Stated goal: Can you copy out, unchanged, the lines of the entries from the line containing "[bbox-request] wood grain texture" through the last line of the entries, both ends included?

+ + + + + + +

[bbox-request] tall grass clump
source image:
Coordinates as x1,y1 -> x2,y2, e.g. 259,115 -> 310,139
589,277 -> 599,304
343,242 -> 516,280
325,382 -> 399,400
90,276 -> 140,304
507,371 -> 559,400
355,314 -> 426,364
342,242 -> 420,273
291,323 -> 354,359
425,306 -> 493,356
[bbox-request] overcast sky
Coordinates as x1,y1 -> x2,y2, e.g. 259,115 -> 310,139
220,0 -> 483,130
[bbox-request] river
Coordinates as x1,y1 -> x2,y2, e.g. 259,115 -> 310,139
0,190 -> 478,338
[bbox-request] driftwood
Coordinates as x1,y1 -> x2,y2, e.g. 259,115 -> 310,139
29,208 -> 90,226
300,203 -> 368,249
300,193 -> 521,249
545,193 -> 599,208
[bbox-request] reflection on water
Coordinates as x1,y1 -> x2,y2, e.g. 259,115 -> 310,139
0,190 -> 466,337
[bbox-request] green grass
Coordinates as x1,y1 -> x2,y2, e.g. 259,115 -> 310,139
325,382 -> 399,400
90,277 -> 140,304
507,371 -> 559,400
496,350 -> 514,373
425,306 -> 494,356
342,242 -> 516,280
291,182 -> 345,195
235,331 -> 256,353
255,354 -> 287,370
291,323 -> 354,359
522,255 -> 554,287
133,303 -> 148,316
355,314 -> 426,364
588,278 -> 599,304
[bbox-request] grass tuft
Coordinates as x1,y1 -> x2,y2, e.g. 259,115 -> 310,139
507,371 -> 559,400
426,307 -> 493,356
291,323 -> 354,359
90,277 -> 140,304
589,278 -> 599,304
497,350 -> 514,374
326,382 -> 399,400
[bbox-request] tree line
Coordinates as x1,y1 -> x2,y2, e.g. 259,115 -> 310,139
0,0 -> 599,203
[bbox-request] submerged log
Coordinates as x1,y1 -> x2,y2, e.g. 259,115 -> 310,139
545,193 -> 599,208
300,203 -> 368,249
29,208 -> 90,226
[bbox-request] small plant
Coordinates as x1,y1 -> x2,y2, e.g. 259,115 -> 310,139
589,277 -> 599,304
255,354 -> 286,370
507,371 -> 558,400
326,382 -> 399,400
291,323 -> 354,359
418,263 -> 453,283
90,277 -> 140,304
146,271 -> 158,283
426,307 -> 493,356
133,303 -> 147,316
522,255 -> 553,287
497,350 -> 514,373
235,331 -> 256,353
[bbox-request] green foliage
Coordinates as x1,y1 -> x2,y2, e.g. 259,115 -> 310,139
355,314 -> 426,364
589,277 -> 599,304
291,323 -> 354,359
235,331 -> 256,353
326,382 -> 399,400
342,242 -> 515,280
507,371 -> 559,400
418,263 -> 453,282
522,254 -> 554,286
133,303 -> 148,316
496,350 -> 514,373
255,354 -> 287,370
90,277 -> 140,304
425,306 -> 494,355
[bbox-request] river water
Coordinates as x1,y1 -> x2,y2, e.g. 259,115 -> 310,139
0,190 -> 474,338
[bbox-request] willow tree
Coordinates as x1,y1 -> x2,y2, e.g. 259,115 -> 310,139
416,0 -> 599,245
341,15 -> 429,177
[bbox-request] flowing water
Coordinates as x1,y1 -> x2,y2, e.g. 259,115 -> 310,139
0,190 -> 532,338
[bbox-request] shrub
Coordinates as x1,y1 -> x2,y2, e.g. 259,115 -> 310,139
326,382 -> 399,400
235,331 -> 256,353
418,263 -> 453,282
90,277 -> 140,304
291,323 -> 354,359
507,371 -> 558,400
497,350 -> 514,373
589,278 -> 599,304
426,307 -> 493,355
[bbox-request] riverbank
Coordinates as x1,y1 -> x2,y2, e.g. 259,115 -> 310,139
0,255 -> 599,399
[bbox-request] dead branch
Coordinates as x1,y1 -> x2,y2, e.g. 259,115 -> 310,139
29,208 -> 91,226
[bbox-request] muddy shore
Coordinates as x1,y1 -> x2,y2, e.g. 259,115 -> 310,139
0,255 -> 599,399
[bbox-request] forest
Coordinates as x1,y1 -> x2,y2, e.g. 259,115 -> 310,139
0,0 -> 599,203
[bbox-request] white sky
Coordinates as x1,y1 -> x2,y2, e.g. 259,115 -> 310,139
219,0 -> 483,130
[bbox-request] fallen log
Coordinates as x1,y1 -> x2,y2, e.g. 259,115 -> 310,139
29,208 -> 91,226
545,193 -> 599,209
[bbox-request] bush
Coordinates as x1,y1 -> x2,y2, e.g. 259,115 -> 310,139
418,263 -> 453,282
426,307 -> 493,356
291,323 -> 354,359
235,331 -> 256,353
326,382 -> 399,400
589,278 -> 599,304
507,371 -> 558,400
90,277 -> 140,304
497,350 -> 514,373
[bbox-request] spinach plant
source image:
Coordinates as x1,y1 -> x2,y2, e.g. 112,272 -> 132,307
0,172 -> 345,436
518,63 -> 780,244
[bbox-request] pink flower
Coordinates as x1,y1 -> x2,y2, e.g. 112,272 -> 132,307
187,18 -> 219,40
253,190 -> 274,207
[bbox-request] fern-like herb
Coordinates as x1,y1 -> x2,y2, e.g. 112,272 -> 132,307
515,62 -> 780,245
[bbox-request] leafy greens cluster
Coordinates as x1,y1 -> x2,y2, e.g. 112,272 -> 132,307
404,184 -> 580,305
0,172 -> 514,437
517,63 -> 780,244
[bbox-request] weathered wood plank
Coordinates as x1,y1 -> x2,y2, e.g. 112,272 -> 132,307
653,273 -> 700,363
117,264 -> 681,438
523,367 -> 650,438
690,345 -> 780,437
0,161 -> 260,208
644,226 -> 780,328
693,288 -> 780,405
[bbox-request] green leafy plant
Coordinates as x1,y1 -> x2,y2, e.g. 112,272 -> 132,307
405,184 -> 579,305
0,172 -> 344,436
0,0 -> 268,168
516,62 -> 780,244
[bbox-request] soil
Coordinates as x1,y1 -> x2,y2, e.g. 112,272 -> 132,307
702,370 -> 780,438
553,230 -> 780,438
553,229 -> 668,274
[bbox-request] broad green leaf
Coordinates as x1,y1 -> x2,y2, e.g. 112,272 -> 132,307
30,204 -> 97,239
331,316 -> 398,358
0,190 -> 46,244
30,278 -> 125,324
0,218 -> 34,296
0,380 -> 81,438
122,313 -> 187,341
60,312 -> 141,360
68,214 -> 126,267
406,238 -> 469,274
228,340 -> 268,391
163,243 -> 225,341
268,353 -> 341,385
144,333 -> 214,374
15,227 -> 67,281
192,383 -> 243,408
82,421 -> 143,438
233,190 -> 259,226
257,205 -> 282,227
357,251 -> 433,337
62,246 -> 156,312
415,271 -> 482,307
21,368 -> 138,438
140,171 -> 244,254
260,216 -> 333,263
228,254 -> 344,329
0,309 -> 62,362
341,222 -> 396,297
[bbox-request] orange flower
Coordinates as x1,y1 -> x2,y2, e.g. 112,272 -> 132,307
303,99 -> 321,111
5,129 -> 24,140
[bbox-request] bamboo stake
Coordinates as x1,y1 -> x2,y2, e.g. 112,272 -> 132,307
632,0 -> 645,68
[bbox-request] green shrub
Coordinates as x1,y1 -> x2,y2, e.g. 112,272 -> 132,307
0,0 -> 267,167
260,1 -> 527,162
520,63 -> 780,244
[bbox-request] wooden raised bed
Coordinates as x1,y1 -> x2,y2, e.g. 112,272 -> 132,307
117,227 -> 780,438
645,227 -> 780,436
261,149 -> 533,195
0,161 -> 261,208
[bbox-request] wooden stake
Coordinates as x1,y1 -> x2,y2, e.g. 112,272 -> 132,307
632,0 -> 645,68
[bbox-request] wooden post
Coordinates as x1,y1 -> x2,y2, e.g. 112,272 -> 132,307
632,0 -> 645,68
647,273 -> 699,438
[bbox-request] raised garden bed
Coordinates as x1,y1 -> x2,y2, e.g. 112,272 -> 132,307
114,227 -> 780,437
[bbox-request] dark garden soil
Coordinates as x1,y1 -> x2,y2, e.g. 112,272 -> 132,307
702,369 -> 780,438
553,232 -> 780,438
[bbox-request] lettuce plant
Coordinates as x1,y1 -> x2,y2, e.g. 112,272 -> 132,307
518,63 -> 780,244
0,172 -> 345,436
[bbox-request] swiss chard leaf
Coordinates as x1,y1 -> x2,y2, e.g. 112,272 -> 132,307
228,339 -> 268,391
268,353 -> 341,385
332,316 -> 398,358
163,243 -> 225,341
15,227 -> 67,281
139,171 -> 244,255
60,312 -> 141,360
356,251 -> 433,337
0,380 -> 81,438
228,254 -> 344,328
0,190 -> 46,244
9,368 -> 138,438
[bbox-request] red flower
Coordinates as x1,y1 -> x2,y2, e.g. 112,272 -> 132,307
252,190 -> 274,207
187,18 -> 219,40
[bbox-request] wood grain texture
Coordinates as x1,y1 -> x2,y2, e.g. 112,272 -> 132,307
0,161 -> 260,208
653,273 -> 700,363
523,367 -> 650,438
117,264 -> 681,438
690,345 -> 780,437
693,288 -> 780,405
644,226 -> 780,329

+ + + + + + +

Task response:
[bbox-request] wood grain texture
Coordinates as x1,y1 -> x2,y2, e.g. 112,272 -> 132,307
0,161 -> 260,208
653,273 -> 700,363
523,367 -> 650,438
117,264 -> 681,438
690,345 -> 780,437
693,288 -> 780,405
644,226 -> 780,329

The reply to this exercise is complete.